■ **PROMPT**
Copy each line of the records below that mentions the word "rear".

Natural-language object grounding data
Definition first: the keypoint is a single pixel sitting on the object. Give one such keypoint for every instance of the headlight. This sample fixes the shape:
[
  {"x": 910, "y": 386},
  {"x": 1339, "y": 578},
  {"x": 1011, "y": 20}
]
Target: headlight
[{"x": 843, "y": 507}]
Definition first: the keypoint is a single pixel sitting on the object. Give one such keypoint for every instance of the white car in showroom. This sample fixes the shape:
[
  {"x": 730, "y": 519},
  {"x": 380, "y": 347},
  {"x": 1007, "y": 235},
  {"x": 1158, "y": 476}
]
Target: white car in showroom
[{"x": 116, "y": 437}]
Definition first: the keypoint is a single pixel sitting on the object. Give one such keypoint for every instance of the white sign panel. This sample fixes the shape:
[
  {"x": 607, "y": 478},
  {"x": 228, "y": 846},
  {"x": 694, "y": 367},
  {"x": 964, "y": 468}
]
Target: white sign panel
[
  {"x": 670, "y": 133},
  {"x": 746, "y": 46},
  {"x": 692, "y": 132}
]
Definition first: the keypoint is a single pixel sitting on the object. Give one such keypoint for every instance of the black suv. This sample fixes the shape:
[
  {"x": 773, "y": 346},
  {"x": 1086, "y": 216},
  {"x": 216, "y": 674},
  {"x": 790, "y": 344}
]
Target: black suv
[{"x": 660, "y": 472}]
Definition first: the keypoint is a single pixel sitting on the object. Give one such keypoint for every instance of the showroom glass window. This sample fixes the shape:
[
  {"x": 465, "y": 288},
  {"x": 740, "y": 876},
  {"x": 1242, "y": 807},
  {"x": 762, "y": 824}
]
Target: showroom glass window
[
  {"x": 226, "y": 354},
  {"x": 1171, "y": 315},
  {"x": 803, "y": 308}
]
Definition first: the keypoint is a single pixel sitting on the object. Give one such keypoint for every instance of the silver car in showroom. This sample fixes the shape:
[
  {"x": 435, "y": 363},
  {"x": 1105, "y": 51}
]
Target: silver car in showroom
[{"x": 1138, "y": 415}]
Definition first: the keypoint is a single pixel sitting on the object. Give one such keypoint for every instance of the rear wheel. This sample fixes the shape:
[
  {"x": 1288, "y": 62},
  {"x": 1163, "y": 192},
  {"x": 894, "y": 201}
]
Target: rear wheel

■ **RESPONSE TO THE EXERCISE**
Definition first: the keypoint is a single pixel sitting on the object. Give one such keypoint for every instance of the rear wheel. This sample fixes the shape:
Target: rear wheel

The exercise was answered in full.